Vorliegender Text
------------

Montag, 31. August 2015

Der Bundespräsident und die Definition



Am vergangenen Samstag veröffentlichte der in Bonn erscheinende „Generalanzeiger“ ein Interview mit dem deutschen Bundespräsidenten Joachim Gauck. Der Bundespräsident ist in der DDR aufgewachsen und wurde dort zum evangelischen Pfarrer ausgebildet. Ob zur Ausbildung von Pfarrern in der DDR ein Studium der Philosophie gehörte, kann ich nicht sagen, aber nach den Äußerungen des Bundespräsidenten im Generalanzeiger würde ich das eher bezweifeln. Bestenfalls könnte ein Studium des Marxismus-Leninismus Teil des Studiums gewesen sein. Dies schließe ich aus der Äußerung von Herrn Gauck, man müsse den Begriff der „Nation“ heute umdefinieren.




In dem Interview ging es vor allem um die derzeitige Masseneinwanderung nach Deutschland besonders aus den arabischen Kriegsgebieten. In diesem Jahr werden nach offiziellen Angaben 800.000 Zuwanderer bzw. Flüchtlinge erwartet. Sollte sich die Mehrheit dieser Menschen dafür entscheiden, in Deutschland zu bleiben, wovon wohl auszugehen ist, dann könnte dies zu Veränderungen der Zusammensetzung der deutschen Bevölkerung führen. Soviel zum vermuteten Hintergrund des Interviews von Herrn Gauck.

Herr Gauck machte wohl auch deshalb den Vorschlag, man müsse den Begriff der „Nation“ künftig neu definieren und zwar als „Gemeinschaft der Verschiedenen“. Dieser Vorschlag ist in etwa so tiefschürfend wie der Vorschlag, den Begriff der Familie neu zu definieren als Gemeinschaft derjenigen, die den gleichen Kühlschrank benutzen.

------------

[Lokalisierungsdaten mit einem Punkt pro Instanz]
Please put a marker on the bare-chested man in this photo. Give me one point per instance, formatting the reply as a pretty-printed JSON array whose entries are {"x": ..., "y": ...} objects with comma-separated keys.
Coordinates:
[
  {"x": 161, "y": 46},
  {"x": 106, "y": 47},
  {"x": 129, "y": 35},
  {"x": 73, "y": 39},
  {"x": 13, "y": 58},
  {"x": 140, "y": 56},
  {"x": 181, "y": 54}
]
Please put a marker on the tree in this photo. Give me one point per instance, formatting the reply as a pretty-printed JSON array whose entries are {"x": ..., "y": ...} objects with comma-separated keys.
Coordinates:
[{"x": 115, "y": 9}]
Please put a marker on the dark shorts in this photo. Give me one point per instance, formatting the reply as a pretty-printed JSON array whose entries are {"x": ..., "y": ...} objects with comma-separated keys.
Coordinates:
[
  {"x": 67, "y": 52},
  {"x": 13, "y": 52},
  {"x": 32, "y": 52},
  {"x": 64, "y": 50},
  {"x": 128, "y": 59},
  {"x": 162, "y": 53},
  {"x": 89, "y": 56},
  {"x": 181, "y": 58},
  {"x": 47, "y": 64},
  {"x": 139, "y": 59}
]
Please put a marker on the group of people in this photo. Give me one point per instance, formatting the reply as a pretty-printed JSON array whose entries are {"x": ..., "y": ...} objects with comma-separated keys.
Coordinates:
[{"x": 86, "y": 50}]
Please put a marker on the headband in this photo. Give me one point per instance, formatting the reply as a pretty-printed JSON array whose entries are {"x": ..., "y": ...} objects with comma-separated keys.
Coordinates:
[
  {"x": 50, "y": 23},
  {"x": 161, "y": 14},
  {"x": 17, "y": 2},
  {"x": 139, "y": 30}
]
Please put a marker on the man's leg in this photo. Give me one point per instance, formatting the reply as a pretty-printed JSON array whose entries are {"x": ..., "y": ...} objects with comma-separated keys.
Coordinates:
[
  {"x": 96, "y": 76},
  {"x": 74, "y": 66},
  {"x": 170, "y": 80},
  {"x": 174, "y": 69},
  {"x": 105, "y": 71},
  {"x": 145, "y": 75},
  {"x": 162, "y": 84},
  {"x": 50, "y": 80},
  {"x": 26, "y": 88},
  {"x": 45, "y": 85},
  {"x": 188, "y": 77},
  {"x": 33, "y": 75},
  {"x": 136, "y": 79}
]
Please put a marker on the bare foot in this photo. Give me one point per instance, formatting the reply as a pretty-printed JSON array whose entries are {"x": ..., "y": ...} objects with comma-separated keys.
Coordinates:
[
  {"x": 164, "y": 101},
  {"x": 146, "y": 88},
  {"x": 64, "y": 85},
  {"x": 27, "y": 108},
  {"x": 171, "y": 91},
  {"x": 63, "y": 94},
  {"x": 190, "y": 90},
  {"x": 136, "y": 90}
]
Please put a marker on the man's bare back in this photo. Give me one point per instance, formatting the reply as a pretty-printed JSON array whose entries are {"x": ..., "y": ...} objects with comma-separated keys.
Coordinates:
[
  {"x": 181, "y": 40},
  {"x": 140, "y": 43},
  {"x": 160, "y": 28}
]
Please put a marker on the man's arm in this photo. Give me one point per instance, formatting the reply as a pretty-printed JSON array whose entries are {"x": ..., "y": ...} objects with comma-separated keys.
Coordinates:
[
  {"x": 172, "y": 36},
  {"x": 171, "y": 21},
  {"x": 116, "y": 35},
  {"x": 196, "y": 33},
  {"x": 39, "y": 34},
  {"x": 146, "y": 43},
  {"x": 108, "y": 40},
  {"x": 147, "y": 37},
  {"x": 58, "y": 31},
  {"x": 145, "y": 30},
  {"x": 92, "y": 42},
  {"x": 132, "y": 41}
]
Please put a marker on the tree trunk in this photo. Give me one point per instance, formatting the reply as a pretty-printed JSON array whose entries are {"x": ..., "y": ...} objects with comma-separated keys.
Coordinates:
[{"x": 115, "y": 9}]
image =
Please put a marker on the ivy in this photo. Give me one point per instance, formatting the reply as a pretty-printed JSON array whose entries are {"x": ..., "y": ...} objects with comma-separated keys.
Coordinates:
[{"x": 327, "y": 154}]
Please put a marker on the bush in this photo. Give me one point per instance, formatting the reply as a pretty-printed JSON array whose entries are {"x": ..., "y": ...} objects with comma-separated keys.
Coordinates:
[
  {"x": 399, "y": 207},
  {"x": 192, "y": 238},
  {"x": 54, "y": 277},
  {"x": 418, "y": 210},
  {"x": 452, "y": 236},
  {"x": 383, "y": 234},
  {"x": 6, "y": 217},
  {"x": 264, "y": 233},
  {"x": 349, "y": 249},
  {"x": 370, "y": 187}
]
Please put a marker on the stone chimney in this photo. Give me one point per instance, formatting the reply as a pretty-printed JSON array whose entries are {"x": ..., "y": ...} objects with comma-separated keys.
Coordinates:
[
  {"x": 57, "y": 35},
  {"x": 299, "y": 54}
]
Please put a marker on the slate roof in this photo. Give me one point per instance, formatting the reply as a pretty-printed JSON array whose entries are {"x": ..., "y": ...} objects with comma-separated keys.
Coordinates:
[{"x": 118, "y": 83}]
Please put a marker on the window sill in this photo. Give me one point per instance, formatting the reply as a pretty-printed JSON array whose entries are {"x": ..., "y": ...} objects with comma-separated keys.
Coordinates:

------------

Zu bearbeitende Aufgaben
1. Gib den Abschnitt aus dem Text über das Interview mit Joachim Gauck wortgetreu wieder, von "In dem Interview" bis "von Herrn Gauck.".
2. Übersetze aus dem Text über das Interview mit Joachim Gauck den folgenden Satz ins Englische: „Der Bundespräsident ist in der DDR aufgewachsen und wurde dort zum evangelischen Pfarrer ausgebildet.“
3. Schreibe den Text über Joachim Gaucks Vorschlag, die Nation neu zu definieren, im Anschluss an seinen letzten Satz weiter.

Lösungen der Aufgaben
1.
In dem Interview ging es vor allem um die derzeitige Masseneinwanderung nach Deutschland besonders aus den arabischen Kriegsgebieten. In diesem Jahr werden nach offiziellen Angaben 800.000 Zuwanderer bzw. Flüchtlinge erwartet. Sollte sich die Mehrheit dieser Menschen dafür entscheiden, in Deutschland zu bleiben, wovon wohl auszugehen ist, dann könnte dies zu Veränderungen der Zusammensetzung der deutschen Bevölkerung führen. Soviel zum vermuteten Hintergrund des Interviews von Herrn Gauck.

2. The Federal President grew up in the GDR and was trained there as a Protestant pastor.

3.
Eine Definition, zumindest eine Realdefinition, ist der sprachliche Ausdruck für eine Wesenheit. Nun stehen Wesenheiten schlicht und einfach fest. Was ein Huhn, eine Katze, eine Eiche oder was Wasser ist, hängt nicht davon ab, wie man diese Dinge definiert, sondern sie werden definiert entsprechend dem, was sie sind. Das Gleiche gibt selbstverständlich auch für Begriffe wie Staat, Volk oder Nation. Den Begriff der Nation einfach neu zu definieren ist nur insofern möglich, als man bestreitet, dass es überhaupt eine Nation gibt. Aber dann ist auch eine Definition überflüssig, denn etwas, was es nicht gibt, kann man auch nicht ernsthaft definieren. Nominalisten bestreiten natürlich nicht nur, dass es Nationen gibt, sondern sie bestreiten auch, dass es Hühner, Katzen oder Eichen gibt. Sie bestreiten, dass es überhaupt Wesenheiten gibt. Welche Folgen der Nominalismus in allen Bereichen nicht nur der Philosophie hat, habe ich in diesem Blog an verschiedenen Stellen immer wieder deutlich zu machen versucht.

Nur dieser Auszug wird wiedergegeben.